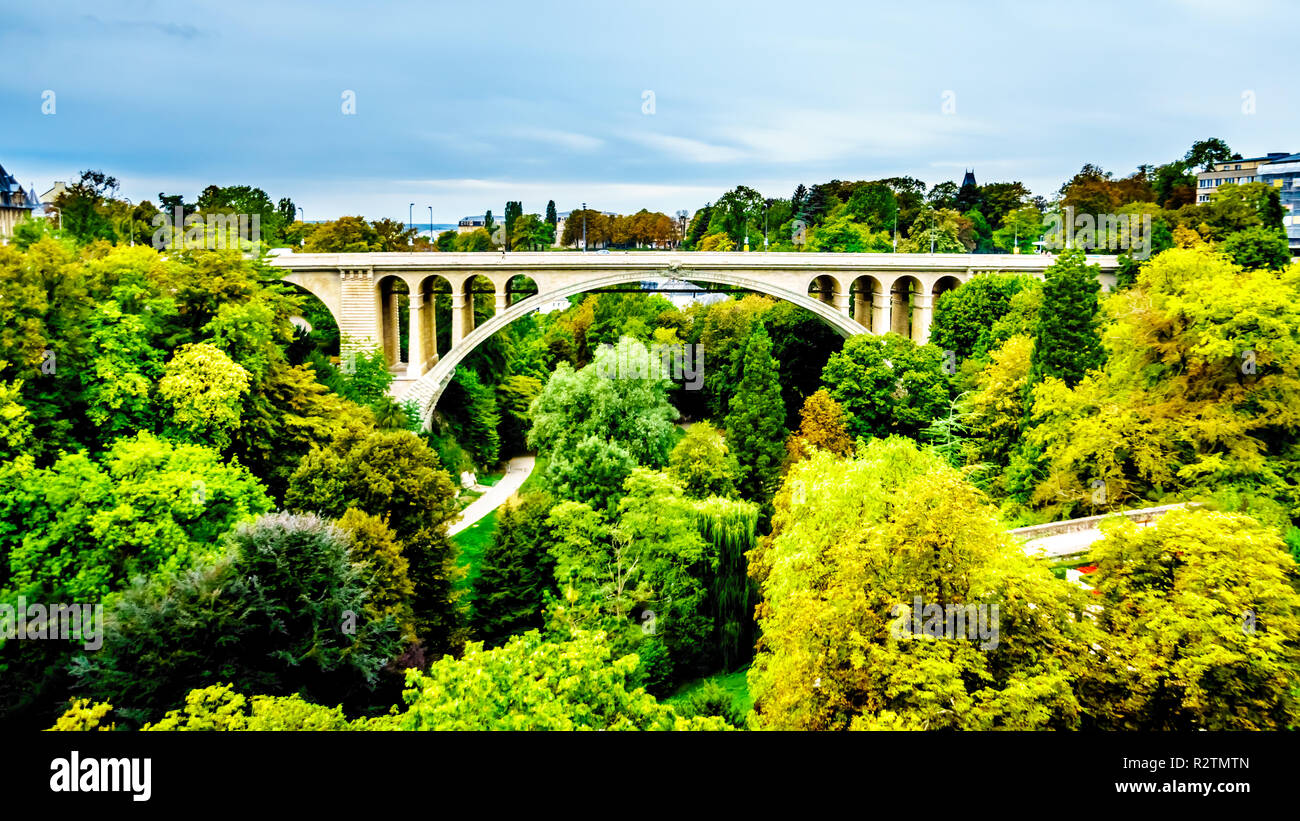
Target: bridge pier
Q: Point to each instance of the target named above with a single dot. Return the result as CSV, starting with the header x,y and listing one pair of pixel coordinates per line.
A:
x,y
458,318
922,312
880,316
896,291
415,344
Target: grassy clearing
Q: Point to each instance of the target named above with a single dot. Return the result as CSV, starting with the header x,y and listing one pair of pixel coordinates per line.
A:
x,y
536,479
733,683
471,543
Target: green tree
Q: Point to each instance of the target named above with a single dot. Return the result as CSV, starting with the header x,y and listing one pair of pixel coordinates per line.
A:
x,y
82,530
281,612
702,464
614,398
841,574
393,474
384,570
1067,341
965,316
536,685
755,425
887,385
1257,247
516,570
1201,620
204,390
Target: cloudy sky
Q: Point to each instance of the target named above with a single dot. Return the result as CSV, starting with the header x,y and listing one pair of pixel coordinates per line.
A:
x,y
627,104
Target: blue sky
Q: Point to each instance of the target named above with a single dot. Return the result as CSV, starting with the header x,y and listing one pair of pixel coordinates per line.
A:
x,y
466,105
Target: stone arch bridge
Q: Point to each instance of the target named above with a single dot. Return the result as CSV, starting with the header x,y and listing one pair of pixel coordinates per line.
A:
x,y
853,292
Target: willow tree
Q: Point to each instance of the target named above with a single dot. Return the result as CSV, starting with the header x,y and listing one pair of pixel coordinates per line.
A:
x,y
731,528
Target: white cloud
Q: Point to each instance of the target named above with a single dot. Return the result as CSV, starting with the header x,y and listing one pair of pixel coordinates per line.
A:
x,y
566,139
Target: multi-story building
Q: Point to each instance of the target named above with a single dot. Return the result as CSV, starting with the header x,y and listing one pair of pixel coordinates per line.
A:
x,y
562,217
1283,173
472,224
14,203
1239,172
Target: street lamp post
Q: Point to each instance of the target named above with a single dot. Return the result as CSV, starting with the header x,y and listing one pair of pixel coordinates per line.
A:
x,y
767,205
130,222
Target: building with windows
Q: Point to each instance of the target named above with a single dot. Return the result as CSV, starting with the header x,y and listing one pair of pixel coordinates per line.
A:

* * *

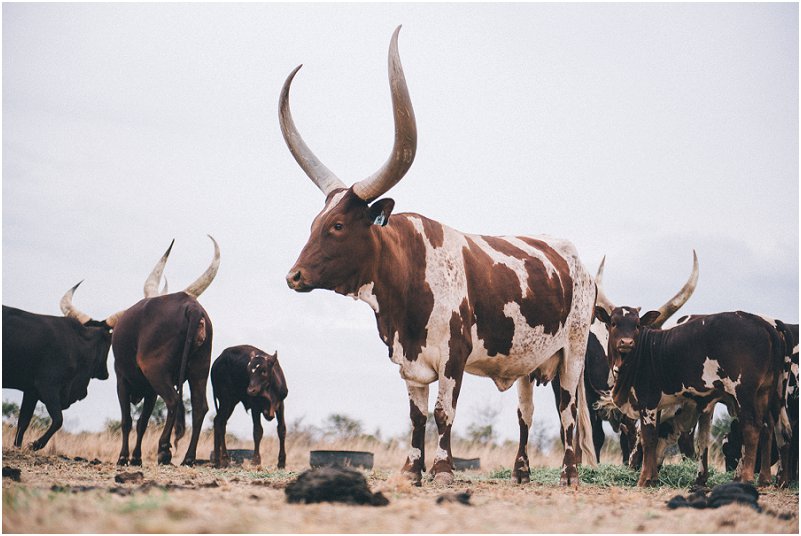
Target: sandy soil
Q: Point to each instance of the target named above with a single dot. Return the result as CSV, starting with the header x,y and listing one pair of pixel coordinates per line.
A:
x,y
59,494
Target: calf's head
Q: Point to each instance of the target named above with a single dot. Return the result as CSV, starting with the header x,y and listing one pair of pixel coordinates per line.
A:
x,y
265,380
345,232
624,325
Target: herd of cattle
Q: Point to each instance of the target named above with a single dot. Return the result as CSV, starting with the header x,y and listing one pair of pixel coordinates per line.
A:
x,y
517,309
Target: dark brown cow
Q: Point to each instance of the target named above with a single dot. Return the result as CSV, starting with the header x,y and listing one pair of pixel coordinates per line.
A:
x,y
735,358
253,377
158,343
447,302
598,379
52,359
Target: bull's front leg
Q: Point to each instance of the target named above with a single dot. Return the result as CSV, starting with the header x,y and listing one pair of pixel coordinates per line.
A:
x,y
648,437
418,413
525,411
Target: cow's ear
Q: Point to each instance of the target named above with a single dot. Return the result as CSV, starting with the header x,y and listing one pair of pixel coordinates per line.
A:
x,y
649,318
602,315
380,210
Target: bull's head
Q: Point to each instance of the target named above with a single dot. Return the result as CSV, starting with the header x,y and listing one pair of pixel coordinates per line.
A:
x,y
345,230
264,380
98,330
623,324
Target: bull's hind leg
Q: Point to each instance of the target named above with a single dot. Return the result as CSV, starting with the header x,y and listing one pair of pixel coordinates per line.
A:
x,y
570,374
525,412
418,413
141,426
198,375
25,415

---

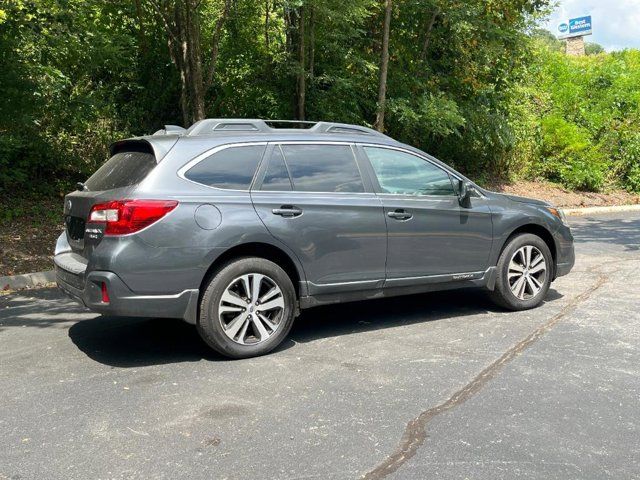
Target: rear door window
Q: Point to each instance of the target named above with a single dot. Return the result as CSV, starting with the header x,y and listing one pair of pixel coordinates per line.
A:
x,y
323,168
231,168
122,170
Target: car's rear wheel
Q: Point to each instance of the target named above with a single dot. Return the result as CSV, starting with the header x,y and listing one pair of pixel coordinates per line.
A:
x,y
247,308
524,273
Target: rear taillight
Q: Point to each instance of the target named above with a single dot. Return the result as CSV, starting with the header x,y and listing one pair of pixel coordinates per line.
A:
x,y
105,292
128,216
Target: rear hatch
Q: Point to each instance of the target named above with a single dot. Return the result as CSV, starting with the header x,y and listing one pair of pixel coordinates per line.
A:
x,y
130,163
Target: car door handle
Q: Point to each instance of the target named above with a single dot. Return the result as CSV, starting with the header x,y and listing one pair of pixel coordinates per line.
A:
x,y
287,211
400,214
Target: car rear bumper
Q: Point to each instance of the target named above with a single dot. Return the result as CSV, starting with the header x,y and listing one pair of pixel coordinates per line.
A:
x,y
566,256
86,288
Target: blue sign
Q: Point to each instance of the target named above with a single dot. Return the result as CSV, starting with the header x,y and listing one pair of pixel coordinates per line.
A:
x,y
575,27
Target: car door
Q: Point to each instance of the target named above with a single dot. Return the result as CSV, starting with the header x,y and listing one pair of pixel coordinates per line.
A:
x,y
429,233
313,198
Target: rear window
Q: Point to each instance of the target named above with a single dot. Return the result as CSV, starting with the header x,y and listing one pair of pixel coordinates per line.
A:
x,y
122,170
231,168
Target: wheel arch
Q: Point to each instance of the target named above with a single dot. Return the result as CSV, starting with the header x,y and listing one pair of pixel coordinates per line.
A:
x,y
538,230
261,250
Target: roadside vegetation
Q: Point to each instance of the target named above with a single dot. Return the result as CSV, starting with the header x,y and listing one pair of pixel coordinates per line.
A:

## DIRECTIONS FOR THIS TASK
Which of the lines above mention the word "building"? Pull those lines out.

## WRITTEN REPLY
Target: multi-story building
Target: building with windows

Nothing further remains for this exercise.